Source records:
»»
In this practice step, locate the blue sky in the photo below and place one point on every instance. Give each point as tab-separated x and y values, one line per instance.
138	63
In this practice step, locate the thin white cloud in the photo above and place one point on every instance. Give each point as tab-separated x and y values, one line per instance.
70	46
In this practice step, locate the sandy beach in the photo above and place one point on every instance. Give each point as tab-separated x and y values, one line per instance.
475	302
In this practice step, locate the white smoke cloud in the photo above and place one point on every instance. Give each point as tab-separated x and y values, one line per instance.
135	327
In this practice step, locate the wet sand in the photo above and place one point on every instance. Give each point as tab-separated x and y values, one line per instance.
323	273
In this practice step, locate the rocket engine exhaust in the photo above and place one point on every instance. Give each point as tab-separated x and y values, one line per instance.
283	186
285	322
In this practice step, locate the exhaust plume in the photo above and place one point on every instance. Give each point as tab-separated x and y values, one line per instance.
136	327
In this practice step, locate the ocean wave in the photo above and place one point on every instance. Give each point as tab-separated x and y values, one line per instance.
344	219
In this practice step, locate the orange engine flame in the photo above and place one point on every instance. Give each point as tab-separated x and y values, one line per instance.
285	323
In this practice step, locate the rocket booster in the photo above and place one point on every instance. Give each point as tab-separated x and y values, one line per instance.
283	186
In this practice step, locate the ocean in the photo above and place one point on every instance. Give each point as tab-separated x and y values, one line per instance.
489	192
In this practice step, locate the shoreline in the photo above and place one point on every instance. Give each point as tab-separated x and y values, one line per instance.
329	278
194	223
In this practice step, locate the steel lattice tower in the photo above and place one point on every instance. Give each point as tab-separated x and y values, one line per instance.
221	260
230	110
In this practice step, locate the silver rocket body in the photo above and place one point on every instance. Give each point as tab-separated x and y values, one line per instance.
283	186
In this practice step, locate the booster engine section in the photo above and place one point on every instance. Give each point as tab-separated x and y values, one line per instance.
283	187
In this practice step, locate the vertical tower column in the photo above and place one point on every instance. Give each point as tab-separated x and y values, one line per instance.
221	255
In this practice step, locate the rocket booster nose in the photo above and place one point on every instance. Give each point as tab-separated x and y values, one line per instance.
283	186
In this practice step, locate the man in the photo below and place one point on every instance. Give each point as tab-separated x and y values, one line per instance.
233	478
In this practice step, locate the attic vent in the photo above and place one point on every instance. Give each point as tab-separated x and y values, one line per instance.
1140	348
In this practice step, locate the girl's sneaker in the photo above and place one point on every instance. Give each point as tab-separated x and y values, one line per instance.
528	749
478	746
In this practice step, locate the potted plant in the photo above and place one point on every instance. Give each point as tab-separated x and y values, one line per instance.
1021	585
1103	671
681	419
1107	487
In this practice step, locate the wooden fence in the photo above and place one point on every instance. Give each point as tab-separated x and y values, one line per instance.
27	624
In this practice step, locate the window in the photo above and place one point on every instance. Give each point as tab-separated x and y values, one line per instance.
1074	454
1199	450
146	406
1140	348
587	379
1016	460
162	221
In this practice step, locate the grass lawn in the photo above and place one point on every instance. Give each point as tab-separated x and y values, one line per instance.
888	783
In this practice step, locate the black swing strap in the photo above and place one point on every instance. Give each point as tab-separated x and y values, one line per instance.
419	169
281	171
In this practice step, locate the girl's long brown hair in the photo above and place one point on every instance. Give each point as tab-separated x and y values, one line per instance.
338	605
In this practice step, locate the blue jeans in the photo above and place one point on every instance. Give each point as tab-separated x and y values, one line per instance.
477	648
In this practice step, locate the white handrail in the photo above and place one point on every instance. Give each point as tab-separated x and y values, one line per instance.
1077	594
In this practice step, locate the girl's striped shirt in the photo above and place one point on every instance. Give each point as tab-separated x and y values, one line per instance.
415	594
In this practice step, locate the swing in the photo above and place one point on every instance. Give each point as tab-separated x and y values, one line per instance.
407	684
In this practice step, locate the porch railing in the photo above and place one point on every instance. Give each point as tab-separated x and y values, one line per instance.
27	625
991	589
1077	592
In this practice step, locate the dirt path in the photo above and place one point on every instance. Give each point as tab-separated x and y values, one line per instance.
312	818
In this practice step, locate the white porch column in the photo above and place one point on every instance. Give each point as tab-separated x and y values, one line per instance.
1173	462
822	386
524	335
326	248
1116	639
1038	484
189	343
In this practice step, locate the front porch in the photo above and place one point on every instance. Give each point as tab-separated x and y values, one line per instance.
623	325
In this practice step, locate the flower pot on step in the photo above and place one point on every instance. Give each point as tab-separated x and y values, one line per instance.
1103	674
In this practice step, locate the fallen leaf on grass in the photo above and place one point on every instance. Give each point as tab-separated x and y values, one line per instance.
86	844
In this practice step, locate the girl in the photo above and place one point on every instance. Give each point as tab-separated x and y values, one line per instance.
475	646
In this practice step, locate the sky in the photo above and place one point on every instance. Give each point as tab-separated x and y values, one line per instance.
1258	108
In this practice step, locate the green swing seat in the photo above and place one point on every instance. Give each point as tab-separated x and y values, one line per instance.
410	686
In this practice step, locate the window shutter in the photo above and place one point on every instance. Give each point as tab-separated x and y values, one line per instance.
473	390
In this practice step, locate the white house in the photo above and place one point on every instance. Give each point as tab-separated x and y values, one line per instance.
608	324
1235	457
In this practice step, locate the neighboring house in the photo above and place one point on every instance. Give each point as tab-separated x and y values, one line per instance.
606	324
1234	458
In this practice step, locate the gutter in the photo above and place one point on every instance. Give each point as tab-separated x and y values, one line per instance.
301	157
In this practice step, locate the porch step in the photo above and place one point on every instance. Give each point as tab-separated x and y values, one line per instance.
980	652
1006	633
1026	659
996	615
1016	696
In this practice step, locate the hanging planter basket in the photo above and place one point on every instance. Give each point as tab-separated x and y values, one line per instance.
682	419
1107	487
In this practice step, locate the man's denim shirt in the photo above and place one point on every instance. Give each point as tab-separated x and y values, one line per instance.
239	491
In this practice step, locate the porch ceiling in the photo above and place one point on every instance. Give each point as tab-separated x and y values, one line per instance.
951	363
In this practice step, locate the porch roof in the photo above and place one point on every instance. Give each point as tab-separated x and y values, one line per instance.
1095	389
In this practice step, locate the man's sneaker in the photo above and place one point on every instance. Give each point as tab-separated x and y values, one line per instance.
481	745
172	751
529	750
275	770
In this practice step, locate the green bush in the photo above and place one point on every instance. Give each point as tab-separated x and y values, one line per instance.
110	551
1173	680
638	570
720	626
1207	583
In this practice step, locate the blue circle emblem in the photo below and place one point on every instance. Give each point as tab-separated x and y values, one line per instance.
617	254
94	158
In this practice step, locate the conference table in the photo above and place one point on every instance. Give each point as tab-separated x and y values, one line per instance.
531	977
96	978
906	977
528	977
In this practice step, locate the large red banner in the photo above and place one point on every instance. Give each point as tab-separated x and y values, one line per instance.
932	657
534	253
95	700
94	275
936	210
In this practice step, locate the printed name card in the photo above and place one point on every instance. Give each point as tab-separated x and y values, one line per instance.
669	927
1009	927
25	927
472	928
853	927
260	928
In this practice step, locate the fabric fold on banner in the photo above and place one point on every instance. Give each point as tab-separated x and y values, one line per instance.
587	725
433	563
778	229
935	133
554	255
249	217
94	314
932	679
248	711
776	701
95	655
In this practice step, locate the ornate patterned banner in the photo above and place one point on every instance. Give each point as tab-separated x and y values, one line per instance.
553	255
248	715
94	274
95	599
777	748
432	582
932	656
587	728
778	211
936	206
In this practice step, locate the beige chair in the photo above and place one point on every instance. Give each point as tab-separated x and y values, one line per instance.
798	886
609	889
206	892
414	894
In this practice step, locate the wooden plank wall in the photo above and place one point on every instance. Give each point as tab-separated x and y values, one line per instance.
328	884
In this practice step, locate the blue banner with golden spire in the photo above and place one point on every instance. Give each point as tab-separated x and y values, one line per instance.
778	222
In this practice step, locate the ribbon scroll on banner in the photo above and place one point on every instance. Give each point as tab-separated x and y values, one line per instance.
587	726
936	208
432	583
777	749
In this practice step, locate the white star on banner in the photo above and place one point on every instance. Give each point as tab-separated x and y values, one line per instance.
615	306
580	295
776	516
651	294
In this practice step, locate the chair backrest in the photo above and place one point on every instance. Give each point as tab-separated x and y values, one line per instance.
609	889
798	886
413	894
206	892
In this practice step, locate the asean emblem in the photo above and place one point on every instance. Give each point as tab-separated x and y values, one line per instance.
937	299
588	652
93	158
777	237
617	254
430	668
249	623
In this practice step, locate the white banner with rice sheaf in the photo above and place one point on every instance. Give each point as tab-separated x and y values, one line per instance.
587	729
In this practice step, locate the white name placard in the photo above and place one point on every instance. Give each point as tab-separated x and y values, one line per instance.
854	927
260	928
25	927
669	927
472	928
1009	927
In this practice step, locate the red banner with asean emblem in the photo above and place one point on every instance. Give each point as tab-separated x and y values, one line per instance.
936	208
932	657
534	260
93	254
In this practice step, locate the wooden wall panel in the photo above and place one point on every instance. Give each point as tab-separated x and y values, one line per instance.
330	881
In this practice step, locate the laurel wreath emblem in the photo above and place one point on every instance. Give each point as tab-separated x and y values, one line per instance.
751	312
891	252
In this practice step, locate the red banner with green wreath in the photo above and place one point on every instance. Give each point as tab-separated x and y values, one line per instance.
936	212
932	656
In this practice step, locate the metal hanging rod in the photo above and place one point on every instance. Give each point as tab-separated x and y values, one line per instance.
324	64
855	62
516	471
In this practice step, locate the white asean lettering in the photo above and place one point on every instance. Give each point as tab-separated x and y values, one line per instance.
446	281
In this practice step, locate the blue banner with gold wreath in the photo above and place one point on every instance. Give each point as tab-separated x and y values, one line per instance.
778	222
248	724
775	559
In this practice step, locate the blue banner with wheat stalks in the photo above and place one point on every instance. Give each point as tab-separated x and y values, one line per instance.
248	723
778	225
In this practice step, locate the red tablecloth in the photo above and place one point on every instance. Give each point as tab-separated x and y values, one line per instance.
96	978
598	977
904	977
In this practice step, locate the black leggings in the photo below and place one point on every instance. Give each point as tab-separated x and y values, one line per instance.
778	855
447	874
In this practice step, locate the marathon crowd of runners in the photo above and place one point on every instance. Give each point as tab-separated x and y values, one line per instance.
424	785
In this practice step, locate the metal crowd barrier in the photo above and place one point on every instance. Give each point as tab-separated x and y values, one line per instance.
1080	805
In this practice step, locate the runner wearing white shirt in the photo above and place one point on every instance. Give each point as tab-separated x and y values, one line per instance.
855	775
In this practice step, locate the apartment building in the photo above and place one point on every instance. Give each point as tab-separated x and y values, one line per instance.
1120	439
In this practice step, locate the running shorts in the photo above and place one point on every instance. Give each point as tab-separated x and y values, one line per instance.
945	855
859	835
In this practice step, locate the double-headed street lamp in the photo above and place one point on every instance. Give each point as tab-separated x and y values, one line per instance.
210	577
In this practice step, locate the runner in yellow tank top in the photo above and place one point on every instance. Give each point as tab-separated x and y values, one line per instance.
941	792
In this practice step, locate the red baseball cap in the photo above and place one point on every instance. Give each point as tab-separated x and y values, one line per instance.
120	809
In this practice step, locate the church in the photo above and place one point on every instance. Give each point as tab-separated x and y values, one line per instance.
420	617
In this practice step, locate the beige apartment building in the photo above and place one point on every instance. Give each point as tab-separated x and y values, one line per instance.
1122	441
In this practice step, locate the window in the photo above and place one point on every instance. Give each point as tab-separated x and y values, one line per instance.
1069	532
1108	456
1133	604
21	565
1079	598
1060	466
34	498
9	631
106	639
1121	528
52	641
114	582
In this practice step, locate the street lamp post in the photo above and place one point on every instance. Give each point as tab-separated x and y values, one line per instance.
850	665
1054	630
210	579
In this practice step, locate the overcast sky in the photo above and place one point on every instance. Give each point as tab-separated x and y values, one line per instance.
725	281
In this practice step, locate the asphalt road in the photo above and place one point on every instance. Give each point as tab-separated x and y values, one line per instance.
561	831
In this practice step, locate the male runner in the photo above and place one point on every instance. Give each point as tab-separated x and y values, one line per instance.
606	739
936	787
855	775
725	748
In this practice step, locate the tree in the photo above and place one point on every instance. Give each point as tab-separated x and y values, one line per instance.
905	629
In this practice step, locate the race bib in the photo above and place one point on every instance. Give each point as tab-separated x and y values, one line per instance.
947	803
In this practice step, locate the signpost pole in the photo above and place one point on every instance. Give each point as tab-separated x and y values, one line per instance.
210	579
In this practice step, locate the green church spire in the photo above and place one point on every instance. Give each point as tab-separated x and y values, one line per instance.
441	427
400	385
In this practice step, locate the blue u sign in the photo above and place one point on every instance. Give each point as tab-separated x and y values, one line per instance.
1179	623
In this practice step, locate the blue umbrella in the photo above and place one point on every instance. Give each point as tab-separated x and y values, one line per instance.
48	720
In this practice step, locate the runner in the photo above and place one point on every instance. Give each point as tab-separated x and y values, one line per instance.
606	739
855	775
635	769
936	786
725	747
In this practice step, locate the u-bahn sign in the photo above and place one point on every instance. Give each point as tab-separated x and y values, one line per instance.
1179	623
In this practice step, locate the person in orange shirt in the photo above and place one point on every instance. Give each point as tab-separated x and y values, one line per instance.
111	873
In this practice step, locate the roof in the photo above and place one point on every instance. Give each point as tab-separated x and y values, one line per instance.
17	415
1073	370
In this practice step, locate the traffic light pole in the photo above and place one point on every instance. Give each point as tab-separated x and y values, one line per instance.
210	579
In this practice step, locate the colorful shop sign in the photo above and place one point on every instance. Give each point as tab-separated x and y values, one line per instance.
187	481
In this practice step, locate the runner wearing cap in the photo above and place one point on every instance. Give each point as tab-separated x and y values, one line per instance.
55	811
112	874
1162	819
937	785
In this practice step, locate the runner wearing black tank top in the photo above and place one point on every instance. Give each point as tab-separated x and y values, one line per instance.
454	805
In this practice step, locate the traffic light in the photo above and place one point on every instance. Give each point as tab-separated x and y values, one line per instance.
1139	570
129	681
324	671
««
Begin with the line that contains "In this practice step, locate the blue umbrella" and end with the last line of the records; set down every line in that span exactly, and nothing else.

## EXERCISE RESPONSE
In this practice step, locate the blue umbrella in the photo above and place one point on every instance. Give each point as tab-separated x and y values, one line per instance.
48	720
In this practice step, locate the runner in the photo above and place one point on every instance. Give each point as tab-separated x and y values, one line per instance.
606	739
855	775
635	769
936	786
725	747
In this practice step, locate the u-bahn sign in the photo above and place one point on every instance. Give each point as tab-separated x and y values, one line per instance.
1179	623
In this practice step, locate the person in orange shirt in the photo above and place one point on every instance. Give each point as tab-separated x and y values, one line per instance.
111	873
In this practice step, locate the roof in the photo above and place one point on every instance. Give each point as tab-separated x and y values, one line per instance.
17	415
1073	370
In this practice step, locate the traffic light pole in the photo above and place one point on every instance. Give each point as tab-separated x and y values, one line per instance.
210	579
In this practice step, locate the colorful shop sign in the photo above and place one point on every instance. Give each point as tab-separated x and y values, one line per instance.
187	481
In this practice step, locate the runner wearing cap in the photo above and place one point on every instance. Give each point as tab-separated x and y values, one line per instance.
55	811
112	874
1162	819
937	785
In this practice step, locate the runner wearing black tank top in the photo above and place one point on every instance. Give each point as tab-separated x and y values, one line per instance.
454	805
In this practice step, locate the traffic light in the photo above and place one point on every instance. Give each point as tab-separated x and y values, one line per instance.
1139	570
129	681
324	671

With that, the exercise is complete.